SELECTED EXTRACT:
WSC304 Wine Chemistry (8)


This subject is a study of the application of chemical principles to wine stability. Wine stability includes the study of bentonite fining, protein and PVPP fining agents, fining with copper ion, blue fining, potassium hydrogen tartrate precipitation, ion-exchange processes, polysaccharides and the use of enzymes in winemaking.  This subject commences in session 1 and concludes in session 2 in the calendar year of enrolment. Students must enrol in both sessions 1 and 2. It is not possible to commence this subject in session 2.
Distance Education students are required to attend a compulsory residential school as a requirement for this subject.

+ Subject Availability Modes and Location

Session 1
Distance*Wagga Wagga Campus
Session 2
Distance*Wagga Wagga Campus
*This subject offering contains a residential school. Please view following information for further details.
Continuing students should consult the SAL for current offering details: WSC304
Where differences exist between the Handbook and the SAL, the SAL should be taken as containing the correct subject offering details.

Subject information

Duration Grading System School:
Two sessionsHD/FLSchool of Agricultural and Wine Sciences

Assumed Knowledge

This subject assumes that you have a knowledge of chemistry and microbiology at first year university level. It also assumes that you have a good knowledge at tertiary study level of winemaking science and principles, and also some fundamentals of biochemistry. That knowledge is normally gained through study of the prerequisite subjects MCR101 Foundations of Microbiology,  CHM115 Chemistry 1A, CHM107 Chemistry 1B and Wine Science 1.

Enrolment restrictions

Enrolment is restricted to students enrolled in the Bachelor of Wine Science, the Bachelor of Viticulture and the Bachelor of Viticulture and Wine Science.

Learning Outcomes

Upon successful completion of this subject, students should:
  • Be able to successfully use chemical principles to interpret and assess the impact of winemaking conditions on wine stability;
  • be able to demonstrate how and why chemical principles influence the task of fining and stabilising wines, and be able to demonstrate this awareness in their selection of fining agents and interpretation of their performance;
  • be able to demonstrate competence in the performance and interpretation of fining trials;
  • be able to demonstrate an understanding of the action of enzyme treatments used in winemaking, particularly enzymes of microbial origin.

EXPLORE THE MATERIAL:
1) Print the passage of the wine chemistry subject description between "Assumed Knowledge" and "Wine Science 1.", inclusive.
2) Decide whether each statement below agrees with the wine chemistry subject description. Answer yes or no for each and quote the words of the description that settle it.
(a) Students may begin this subject in session 2.
(b) Distance Education students must attend a compulsory residential school for this subject.
(c) Any bachelor's degree student may enroll in this subject.
3) Write the next part of the wine chemistry subject description, beginning after its final learning outcome.

LISTED ENTRIES:
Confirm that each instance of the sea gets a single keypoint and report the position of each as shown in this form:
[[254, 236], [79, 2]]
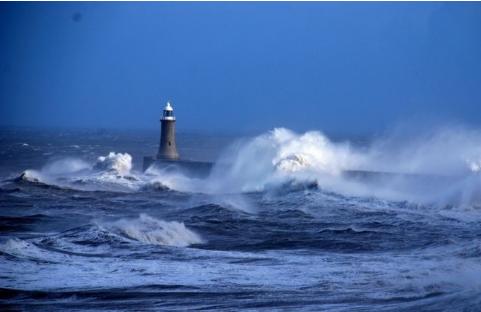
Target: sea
[[285, 221]]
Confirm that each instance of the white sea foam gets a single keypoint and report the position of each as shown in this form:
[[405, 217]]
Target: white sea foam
[[117, 162], [438, 166], [149, 230]]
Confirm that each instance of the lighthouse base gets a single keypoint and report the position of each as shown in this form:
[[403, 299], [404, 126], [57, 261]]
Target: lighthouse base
[[187, 167]]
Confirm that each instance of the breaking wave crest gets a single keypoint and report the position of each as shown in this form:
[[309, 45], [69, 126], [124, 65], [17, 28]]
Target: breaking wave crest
[[149, 230], [440, 166]]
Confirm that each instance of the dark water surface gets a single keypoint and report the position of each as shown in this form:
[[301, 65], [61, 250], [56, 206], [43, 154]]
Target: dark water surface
[[78, 233]]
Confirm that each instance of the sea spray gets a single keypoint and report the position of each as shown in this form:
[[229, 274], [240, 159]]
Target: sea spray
[[149, 230]]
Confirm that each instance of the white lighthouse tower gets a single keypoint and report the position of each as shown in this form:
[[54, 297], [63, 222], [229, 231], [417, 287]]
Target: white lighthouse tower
[[167, 147]]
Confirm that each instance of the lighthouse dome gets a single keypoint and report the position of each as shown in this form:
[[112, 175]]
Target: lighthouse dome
[[168, 107], [168, 112]]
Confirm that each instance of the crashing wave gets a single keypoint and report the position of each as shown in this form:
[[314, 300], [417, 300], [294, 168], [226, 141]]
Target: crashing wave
[[118, 163], [149, 230]]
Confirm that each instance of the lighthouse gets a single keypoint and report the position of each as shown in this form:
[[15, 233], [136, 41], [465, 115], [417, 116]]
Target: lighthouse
[[167, 147], [167, 158]]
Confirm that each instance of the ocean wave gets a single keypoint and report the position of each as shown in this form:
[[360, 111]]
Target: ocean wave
[[149, 230]]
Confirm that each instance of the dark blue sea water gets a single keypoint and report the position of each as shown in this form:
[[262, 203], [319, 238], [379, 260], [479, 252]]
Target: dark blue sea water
[[277, 225]]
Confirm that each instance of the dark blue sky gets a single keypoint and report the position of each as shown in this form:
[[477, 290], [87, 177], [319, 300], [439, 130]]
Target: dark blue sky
[[240, 67]]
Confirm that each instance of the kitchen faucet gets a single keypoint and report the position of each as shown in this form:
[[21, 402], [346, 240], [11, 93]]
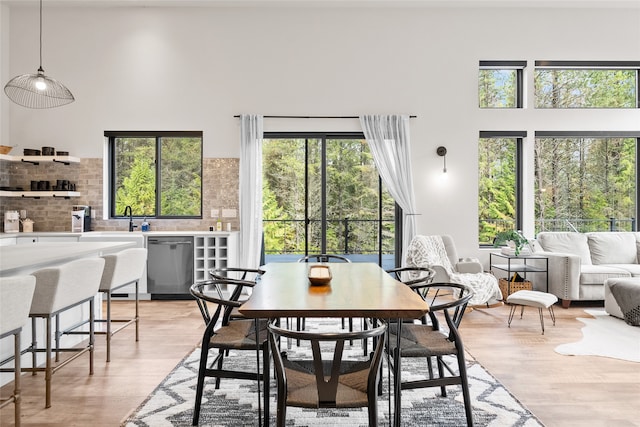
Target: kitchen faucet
[[131, 226]]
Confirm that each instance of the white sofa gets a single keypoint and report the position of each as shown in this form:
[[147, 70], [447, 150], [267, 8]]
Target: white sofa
[[579, 263]]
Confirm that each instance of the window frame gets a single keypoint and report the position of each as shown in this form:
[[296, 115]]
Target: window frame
[[157, 135], [590, 65], [519, 136], [324, 136], [605, 134], [519, 67]]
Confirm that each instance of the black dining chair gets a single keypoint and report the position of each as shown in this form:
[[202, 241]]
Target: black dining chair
[[248, 278], [412, 277], [435, 340], [228, 337], [311, 381]]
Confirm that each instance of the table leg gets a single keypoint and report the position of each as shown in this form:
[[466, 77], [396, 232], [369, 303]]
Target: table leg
[[257, 332], [397, 380]]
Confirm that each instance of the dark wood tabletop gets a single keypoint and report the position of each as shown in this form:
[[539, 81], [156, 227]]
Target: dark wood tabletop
[[355, 290]]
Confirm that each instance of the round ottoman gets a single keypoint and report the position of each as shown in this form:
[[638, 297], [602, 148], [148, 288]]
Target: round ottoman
[[536, 299]]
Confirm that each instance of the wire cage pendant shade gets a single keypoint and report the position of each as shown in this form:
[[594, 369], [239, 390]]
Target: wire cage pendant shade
[[37, 90]]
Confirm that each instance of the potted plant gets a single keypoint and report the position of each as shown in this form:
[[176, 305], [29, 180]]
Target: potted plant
[[512, 238]]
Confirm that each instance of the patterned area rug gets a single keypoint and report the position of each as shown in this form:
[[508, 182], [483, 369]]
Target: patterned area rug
[[236, 403]]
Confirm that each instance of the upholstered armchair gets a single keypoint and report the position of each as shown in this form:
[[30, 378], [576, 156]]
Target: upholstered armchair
[[439, 253]]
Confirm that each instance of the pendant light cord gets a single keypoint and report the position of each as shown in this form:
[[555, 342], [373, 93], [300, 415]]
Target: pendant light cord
[[40, 69]]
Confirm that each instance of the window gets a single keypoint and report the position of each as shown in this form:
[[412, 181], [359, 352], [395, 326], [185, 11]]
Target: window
[[499, 192], [322, 194], [575, 84], [586, 181], [500, 84], [158, 174]]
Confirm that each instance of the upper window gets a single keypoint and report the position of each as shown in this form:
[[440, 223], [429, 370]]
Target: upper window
[[500, 84], [586, 181], [158, 174], [576, 84], [499, 180]]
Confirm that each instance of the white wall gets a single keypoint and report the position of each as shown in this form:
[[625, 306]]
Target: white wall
[[194, 68]]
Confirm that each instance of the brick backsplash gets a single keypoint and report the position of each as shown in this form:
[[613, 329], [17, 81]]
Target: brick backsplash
[[220, 191]]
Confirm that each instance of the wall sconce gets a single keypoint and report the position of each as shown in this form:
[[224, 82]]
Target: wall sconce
[[442, 152]]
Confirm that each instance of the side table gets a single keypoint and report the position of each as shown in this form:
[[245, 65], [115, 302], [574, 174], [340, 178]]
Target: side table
[[519, 264]]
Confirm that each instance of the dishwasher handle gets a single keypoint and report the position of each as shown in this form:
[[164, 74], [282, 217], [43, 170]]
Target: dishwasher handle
[[162, 242]]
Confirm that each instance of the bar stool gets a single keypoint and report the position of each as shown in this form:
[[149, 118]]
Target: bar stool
[[16, 294], [121, 269], [59, 289]]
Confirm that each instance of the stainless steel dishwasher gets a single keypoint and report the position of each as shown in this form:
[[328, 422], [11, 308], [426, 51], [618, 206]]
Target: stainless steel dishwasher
[[169, 267]]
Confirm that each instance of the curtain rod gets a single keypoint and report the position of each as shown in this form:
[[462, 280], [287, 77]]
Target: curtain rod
[[312, 117]]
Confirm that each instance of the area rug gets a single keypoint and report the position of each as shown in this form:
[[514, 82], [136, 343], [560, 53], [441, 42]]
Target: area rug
[[236, 403], [605, 336]]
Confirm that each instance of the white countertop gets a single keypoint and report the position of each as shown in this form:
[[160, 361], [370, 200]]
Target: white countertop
[[116, 233], [21, 259]]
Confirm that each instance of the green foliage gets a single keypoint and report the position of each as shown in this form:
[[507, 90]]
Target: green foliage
[[504, 237], [497, 88], [582, 180], [582, 88], [180, 187], [351, 196]]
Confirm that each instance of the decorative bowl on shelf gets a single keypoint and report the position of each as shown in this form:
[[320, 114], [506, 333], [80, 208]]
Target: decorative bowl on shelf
[[319, 274]]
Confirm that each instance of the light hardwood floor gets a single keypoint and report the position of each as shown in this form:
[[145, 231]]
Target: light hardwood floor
[[561, 390]]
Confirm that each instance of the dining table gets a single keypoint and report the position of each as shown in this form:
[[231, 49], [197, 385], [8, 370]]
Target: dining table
[[354, 290]]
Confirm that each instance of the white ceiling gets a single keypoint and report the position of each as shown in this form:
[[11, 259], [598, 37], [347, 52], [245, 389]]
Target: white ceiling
[[330, 3]]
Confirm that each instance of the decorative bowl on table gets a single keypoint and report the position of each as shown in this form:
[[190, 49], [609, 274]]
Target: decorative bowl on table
[[319, 274]]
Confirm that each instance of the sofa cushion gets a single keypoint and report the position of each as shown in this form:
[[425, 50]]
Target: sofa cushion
[[597, 274], [633, 269], [566, 242], [612, 248]]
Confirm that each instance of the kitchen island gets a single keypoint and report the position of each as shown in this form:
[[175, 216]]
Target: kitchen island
[[25, 259]]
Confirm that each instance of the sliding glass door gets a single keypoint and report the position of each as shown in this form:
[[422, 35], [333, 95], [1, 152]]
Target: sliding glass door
[[322, 194]]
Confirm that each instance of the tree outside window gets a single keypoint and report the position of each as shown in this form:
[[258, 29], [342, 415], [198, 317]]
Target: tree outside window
[[570, 85], [499, 189], [157, 175], [585, 183], [500, 84]]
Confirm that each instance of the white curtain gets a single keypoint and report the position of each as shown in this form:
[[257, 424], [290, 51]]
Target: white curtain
[[389, 141], [251, 134]]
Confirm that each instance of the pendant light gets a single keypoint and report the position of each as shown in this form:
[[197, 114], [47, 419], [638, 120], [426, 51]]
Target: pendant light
[[38, 90]]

ANSWERS FOR THE EXERCISE:
1)
Assumed Knowledge

This subject assumes that you have a knowledge of chemistry and microbiology at first year university level. It also assumes that you have a good knowledge at tertiary study level of winemaking science and principles, and also some fundamentals of biochemistry. That knowledge is normally gained through study of the prerequisite subjects MCR101 Foundations of Microbiology,  CHM115 Chemistry 1A, CHM107 Chemistry 1B and Wine Science 1.

2)
(a) No: "It is not possible to commence this subject in session 2."
(b) Yes: "Distance Education students are required to attend a compulsory residential school as a requirement for this subject."
(c) No: "Enrolment is restricted to students enrolled in the Bachelor of Wine Science, the Bachelor of Viticulture and the Bachelor of Viticulture and Wine Science."

3)
The subject will cover the following topics:
  • Ionic and hydrogen-bonding interactions, and their application to protein stability, acidification, and bitartrate stability, lattice formation and solubility;
  • Pectolytic, glucanase and glycosidase enzyme action; other potential enzyme treatments; enzymes of microorganisms.

Residential School

This subject contains a compulsory 3 day residential school. The three-day residential school is compulsory and is held in the mid-year residential school period.  It will require laboratory analysis, practical work in the University's experimental winery, and wine assessment. This will develop the student's ability to formulate strategies to improve wine through fining processes and provide experience of the performance and interpretation of fining trials.

The residential school will also present tutorial sessions that focus on development of an understanding of the subjects fundamental concepts.  

Specialised Resources

Students are required to attend the compulsory residential school which will involve travel expenses and a time commitment. 
Students will also be required to purchase a lab coat and safety goggles which are compulsory for lab based practicals.


The information contained in the 2016 CSU Handbook was accurate at the date of publication: 06 September 2016. The University reserves the right to vary the information at any time without notice.